§ **Page excerpt**:
+++++
Offshore anglers used to catch plenty of yellowfin tuna off the coast of the Palmetto State, but that has changed so dramatically that very few have been caught in the past decade. So it was a big surprise to a group of lowcountry anglers at the end of June when they hooked and landed a 110-pound yellowfin while trolling in about 200 feet of water.

The group was fishing aboard the Marshgrass, a 23-foot Sea Hunt owned and captained by Charleston’s Marsha Hass, who said they had caught king mackerel and a dolphin already, when all of a sudden, line started peeling off one of their Shimano TLD 20 reels. Jon Lucas grabbed the rod and began a fight that lasted about an hour.

And they didn’t even know what they had on the line until the fish was right at the boat because the fish never showed enough of itself for the crew to get a good look at it. It was also not fighting in a manner that tuna are known for.
+++++
§ **Information**:
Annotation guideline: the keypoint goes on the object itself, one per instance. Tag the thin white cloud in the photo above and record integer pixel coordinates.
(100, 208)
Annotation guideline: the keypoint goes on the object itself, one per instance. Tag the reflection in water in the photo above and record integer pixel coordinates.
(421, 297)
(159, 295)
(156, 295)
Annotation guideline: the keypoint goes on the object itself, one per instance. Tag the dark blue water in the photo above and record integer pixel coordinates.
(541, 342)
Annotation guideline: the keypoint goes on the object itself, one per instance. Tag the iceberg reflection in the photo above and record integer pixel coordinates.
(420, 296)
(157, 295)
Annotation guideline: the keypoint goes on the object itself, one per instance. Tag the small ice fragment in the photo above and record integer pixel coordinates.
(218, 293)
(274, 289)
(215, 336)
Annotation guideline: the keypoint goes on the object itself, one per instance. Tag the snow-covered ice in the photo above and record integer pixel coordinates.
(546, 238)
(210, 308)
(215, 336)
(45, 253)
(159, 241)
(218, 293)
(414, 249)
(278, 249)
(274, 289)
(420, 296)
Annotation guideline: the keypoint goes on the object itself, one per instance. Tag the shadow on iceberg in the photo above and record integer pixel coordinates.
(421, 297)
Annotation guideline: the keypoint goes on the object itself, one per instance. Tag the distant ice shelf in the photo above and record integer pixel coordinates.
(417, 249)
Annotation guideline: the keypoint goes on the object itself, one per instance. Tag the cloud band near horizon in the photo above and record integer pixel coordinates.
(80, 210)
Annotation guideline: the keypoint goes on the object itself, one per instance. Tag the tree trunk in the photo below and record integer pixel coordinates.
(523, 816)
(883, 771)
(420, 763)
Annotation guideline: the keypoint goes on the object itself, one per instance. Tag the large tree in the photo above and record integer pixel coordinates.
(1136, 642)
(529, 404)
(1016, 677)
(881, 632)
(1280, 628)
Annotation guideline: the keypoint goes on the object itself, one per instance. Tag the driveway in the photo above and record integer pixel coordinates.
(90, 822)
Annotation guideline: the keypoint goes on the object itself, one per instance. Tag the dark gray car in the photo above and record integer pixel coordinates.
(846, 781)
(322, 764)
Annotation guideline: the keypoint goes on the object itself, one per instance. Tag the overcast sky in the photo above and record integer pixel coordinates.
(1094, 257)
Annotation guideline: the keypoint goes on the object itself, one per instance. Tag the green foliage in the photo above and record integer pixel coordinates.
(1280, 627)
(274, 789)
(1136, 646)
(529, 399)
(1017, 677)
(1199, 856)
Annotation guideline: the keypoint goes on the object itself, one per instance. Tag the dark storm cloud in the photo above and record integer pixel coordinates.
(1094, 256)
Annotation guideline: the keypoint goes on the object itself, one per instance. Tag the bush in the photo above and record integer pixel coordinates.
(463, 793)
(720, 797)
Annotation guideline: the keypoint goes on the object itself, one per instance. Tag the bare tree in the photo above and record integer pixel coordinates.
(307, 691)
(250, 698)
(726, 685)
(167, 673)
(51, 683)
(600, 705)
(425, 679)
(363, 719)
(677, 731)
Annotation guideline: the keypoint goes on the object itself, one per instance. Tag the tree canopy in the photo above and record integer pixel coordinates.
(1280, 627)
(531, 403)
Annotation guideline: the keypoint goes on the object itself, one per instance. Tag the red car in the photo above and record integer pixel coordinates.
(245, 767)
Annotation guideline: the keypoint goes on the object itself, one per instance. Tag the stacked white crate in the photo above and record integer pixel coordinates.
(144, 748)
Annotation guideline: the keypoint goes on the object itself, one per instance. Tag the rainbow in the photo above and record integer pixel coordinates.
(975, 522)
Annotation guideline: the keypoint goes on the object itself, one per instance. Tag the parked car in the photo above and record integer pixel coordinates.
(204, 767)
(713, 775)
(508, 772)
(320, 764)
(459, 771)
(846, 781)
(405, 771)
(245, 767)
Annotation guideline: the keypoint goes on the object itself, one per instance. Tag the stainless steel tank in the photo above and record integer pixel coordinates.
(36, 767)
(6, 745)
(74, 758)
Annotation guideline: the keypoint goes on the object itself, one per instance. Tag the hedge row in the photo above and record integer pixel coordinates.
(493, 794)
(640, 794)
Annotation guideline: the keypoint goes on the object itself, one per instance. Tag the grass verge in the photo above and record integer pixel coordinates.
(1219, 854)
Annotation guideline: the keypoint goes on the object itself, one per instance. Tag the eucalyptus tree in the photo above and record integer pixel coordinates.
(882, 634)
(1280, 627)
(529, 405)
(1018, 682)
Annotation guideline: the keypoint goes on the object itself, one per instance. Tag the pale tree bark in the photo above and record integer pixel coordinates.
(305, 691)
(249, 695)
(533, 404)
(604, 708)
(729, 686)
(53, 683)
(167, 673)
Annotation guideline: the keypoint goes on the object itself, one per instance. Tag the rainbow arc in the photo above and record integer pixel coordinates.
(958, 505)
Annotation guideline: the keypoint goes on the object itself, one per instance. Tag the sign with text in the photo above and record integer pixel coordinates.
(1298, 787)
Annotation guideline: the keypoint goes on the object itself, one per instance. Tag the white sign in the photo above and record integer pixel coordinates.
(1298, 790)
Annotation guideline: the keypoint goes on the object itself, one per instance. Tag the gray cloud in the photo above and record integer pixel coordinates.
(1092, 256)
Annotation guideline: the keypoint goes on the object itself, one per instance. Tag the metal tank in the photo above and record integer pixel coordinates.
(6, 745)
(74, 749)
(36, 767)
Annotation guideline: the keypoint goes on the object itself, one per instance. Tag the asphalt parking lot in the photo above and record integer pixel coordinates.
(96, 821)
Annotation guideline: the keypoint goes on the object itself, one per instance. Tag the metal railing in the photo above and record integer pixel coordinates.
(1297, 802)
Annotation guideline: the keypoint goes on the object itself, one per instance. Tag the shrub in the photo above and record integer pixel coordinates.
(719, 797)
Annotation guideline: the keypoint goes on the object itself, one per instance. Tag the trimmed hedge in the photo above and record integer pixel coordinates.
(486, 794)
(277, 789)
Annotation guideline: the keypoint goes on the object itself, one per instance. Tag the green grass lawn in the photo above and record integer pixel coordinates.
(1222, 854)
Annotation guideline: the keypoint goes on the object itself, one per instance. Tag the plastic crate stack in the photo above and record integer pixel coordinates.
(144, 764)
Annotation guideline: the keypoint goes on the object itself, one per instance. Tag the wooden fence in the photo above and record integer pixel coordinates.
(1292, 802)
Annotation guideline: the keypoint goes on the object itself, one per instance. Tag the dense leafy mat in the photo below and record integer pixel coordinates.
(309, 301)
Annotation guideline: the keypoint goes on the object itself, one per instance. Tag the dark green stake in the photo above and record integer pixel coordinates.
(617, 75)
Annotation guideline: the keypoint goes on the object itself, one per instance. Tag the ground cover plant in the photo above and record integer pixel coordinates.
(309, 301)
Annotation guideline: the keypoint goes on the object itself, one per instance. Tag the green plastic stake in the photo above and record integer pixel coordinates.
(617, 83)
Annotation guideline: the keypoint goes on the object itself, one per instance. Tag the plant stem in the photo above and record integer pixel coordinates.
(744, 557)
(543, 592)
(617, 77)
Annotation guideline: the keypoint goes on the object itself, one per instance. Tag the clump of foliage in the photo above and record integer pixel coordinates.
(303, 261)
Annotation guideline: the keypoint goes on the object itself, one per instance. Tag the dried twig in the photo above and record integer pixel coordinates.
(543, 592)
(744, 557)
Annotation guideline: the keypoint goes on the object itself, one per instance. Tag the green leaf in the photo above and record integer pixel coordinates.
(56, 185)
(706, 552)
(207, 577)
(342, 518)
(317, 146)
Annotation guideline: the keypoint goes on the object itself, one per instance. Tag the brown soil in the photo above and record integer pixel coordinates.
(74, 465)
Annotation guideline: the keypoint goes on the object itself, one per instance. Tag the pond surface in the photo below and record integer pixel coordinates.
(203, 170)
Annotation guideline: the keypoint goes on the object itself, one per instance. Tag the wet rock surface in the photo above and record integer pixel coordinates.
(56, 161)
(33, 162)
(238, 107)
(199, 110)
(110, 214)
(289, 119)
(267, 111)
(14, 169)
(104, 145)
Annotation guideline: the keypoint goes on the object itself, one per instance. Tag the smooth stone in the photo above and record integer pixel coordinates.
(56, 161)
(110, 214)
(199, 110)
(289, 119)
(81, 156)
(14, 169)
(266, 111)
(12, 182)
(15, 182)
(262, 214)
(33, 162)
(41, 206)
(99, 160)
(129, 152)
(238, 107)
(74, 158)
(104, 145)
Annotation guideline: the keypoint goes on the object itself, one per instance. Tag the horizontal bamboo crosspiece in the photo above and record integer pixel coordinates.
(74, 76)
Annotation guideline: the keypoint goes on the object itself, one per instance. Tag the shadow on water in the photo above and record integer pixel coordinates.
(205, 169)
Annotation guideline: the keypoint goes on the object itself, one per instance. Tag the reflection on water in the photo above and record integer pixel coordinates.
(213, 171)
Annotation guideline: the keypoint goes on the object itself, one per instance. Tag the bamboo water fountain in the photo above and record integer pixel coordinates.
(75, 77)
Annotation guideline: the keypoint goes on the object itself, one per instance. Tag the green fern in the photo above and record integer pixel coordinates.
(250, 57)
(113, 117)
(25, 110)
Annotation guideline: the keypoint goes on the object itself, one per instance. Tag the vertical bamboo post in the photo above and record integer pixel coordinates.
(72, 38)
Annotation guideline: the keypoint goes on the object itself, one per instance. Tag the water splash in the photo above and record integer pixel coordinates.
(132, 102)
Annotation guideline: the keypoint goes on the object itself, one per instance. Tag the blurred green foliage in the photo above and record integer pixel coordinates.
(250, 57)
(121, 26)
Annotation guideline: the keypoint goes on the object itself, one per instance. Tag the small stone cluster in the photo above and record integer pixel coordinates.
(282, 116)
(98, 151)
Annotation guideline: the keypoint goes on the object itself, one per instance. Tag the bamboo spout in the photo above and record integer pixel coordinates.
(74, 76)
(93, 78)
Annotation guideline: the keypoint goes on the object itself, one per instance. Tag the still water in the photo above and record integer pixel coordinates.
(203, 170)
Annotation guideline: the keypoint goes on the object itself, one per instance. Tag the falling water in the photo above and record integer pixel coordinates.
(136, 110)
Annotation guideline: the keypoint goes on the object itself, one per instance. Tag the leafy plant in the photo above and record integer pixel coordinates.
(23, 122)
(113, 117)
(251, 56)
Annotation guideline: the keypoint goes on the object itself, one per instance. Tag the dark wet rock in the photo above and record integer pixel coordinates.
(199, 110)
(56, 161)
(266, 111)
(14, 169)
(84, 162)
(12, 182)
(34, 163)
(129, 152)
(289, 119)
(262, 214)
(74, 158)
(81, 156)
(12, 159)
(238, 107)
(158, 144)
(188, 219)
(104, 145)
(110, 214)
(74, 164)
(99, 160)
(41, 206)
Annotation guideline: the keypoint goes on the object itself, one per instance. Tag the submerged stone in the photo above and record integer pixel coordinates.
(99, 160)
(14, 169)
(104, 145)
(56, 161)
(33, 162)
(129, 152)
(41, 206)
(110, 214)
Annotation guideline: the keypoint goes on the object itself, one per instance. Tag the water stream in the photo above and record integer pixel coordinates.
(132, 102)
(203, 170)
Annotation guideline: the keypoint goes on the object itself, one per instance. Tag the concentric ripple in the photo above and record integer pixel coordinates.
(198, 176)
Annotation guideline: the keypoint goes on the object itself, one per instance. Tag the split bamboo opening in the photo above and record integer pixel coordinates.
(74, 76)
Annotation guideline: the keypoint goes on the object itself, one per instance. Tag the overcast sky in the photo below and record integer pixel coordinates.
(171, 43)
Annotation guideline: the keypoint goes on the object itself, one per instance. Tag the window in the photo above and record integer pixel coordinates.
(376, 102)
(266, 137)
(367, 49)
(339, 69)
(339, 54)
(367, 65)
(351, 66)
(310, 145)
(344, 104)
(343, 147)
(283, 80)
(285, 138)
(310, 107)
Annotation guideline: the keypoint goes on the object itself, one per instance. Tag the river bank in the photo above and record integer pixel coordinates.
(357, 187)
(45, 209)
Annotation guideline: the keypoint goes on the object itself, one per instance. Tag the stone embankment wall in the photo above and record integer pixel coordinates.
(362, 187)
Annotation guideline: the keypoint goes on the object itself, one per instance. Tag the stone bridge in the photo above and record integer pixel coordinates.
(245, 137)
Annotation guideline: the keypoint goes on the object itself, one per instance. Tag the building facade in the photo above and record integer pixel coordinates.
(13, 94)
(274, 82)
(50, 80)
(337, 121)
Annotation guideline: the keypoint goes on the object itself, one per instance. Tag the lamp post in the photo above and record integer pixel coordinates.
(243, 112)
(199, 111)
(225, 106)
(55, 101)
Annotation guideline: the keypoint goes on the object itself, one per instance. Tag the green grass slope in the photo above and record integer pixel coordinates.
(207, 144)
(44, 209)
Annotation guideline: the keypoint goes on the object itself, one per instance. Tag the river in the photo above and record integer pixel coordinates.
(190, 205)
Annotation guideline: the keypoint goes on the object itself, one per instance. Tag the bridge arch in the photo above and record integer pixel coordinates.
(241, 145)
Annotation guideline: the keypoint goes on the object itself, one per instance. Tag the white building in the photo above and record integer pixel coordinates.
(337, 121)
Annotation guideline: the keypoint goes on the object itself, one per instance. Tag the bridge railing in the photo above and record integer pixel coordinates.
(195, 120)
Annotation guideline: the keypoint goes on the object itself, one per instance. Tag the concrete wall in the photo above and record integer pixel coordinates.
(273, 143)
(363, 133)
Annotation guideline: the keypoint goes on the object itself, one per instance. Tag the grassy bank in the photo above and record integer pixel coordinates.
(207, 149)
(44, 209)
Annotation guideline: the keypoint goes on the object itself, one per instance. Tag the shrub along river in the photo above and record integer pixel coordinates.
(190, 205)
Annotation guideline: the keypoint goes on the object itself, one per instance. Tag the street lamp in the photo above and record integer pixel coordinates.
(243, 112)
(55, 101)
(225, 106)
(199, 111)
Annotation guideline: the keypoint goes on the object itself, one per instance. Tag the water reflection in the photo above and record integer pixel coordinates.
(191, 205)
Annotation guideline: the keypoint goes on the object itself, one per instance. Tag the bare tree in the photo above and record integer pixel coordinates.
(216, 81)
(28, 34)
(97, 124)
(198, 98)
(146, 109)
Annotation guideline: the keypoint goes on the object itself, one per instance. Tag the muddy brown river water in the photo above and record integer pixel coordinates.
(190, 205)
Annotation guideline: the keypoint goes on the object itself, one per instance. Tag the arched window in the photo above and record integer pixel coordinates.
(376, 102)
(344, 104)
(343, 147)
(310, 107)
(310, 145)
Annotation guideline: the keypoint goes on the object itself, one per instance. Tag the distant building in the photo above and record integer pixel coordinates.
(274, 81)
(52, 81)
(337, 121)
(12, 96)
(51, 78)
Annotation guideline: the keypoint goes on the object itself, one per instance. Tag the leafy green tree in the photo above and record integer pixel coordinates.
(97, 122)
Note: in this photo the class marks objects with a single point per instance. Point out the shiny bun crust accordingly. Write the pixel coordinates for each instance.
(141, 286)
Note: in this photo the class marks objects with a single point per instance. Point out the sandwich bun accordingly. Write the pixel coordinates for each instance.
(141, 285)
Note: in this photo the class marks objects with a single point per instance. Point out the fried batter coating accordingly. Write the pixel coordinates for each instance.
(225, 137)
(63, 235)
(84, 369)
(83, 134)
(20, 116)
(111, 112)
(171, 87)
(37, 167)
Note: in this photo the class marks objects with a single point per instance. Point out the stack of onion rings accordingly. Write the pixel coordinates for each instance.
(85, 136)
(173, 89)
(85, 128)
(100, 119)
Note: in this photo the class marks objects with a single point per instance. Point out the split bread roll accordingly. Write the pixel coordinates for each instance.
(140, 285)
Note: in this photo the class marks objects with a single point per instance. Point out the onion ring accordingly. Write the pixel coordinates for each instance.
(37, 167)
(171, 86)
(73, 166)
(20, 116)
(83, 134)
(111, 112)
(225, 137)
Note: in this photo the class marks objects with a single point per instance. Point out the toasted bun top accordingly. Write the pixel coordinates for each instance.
+++++
§ **Parts of the exercise**:
**a)** In the yellowfin tuna article, why did the crew not know what fish they had hooked until it was right at the boat? Answer in one to three sentences.
**b)** Write the next part of the yellowfin tuna article, picking up after its last sentence.
The records have nothing to do with what is asked here.

§ **Answers by task**:
**a)** The fish never showed enough of itself for the crew to get a good look at it. It also wasn't fighting the way tuna are known to fight.

**b)**
“It was the shock of a lifetime. It didn’t do what a tuna is supposed to do. It’s supposed to go straight down and circle. The death circle. This thing kept running. I thought we had a marlin and since it wasn’t jumping, it must be hooked pretty bad in the bill,” said Hass, describing her thought process during the fight. 

This wasn’t a run-of-the-mill yellowfin either. The 110-pound weight is after the fish was bled and gutted. When Hass announced the catch over the radio, she said she could almost hear other boats in the area giggling.

Before long, the Marshgrass crew had their lines back in the water, and they thought they hooked another yellowfin when line started screaming out once again. This time though, it was a 65-pound wahoo, which Hass said was a welcome catch that would have been the catch of the day if not for landing the yellowfin, which she called the catch of a decade.

While yellowfins are still caught regularly off the North Carolina coast, they’ve all but disappeared in South Carolina waters. The exact reason isn’t known, but Dr. Mitch Roffer, who founded Roffer’s Ocean Fishing Forecasting Service, said it’s likely due to two main reasons.

Overfishing for yellowfin off the coast of West Africa, where many yellowfin historically traveled to South Carolina waters from, is one cause.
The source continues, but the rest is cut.